Work request 1 = Reproduce the column on Obama and disaffection word for word, between "Like so many" and "of American life.", inclusive.
Work request 2 = Name every city or U.S. state mentioned in the column on Obama and disaffection.
Work request 3 = In the column on Obama and disaffection, which word of Obama's does the writer quote to describe the shooters?

Page excerpt =
□ □ □ □

Obama is Right About Disaffection
Like all of us, the men who commit mass shootings hunger for human society.
Like so many before them, the recent murders in Georgia and Colorado were always going to be the occasion for boorishness and casuistry from observers on both sides of the gun control debate. (The vicious bigotry now being directed at the almost inordinately law-abiding and decent Syrian immigrant community seems to me less inevitable.) It should be possible simultaneously to accept that there is room for sensible restrictions on firearm ownership while admitting that the absence of such measures, regardless of their scope and the degree of compliance with which they would be met, cannot account for the fact that butchery which would not be out of place in Kabul or Baghdad has become an unremarkable feature of American life.
It is not often that Barack Obama comes in for anything but a well-deserved drubbing on this website, and I have never numbered among his admirers. But whatever one thinks of his proposed remedy, he is right when he says that the “disaffection” of the shooters is part of a wearingly familiar pattern.

□ □ □ □

Extracted records =
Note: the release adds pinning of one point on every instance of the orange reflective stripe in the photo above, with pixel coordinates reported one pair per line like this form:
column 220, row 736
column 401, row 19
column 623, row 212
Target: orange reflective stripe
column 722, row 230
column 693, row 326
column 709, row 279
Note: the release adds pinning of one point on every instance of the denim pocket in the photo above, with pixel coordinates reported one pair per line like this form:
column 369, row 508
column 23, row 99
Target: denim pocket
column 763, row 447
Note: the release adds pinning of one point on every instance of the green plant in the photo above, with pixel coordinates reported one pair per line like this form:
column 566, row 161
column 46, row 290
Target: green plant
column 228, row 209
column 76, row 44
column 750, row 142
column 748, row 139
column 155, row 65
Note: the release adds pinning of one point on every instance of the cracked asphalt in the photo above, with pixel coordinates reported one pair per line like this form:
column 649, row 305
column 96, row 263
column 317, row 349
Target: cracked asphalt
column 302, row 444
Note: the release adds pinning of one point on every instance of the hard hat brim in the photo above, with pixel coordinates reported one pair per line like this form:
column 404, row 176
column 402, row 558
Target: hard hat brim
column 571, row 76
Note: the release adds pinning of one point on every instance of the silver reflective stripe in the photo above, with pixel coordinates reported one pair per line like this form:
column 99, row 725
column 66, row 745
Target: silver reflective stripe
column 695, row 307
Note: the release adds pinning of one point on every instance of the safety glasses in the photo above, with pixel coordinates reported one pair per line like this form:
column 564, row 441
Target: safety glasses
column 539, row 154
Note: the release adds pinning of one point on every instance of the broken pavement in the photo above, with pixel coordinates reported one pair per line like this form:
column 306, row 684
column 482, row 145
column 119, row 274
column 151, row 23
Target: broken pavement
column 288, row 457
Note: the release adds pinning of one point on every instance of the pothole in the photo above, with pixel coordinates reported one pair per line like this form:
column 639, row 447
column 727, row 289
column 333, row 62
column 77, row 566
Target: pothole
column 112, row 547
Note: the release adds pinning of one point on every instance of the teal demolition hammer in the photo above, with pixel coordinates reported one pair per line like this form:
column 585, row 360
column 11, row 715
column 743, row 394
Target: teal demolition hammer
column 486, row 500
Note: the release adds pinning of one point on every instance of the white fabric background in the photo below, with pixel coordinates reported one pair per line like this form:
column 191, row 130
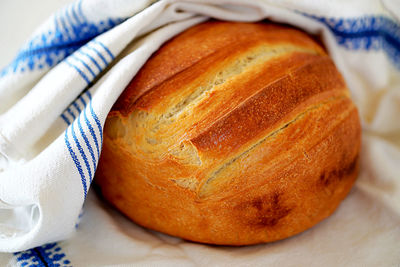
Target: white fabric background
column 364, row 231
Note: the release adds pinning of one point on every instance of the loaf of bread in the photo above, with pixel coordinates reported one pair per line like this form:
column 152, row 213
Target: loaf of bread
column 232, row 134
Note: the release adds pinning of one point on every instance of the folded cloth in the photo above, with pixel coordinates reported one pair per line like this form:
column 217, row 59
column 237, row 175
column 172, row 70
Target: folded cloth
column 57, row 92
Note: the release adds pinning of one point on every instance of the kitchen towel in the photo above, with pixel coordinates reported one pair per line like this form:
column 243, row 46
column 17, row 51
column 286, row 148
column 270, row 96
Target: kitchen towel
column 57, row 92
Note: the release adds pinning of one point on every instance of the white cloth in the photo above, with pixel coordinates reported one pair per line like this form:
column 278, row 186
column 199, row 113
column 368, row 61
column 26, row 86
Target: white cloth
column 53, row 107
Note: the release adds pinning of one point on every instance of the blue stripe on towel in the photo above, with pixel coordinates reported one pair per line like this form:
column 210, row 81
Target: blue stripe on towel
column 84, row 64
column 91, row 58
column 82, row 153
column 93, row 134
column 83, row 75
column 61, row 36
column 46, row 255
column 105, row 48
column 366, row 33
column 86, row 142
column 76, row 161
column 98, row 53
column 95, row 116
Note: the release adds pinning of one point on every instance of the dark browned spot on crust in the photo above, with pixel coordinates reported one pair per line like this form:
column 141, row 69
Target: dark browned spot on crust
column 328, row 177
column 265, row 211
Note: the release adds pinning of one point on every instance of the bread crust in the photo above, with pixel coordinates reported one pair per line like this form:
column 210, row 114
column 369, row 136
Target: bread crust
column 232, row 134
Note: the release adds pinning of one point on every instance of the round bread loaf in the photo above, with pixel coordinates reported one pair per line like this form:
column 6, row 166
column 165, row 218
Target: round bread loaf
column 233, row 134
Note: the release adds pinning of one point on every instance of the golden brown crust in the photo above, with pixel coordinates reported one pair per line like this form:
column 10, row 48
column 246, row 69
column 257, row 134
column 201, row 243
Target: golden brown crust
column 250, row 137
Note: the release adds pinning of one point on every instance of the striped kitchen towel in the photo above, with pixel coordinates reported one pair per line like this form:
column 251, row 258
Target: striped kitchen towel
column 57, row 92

□ □ □ □

Exercise result 1 =
Like so many before them, the recent murders in Georgia and Colorado were always going to be the occasion for boorishness and casuistry from observers on both sides of the gun control debate. (The vicious bigotry now being directed at the almost inordinately law-abiding and decent Syrian immigrant community seems to me less inevitable.) It should be possible simultaneously to accept that there is room for sensible restrictions on firearm ownership while admitting that the absence of such measures, regardless of their scope and the degree of compliance with which they would be met, cannot account for the fact that butchery which would not be out of place in Kabul or Baghdad has become an unremarkable feature of American life.

Exercise result 2 = Georgia, Colorado, Kabul, Baghdad

Exercise result 3 = "Disaffection"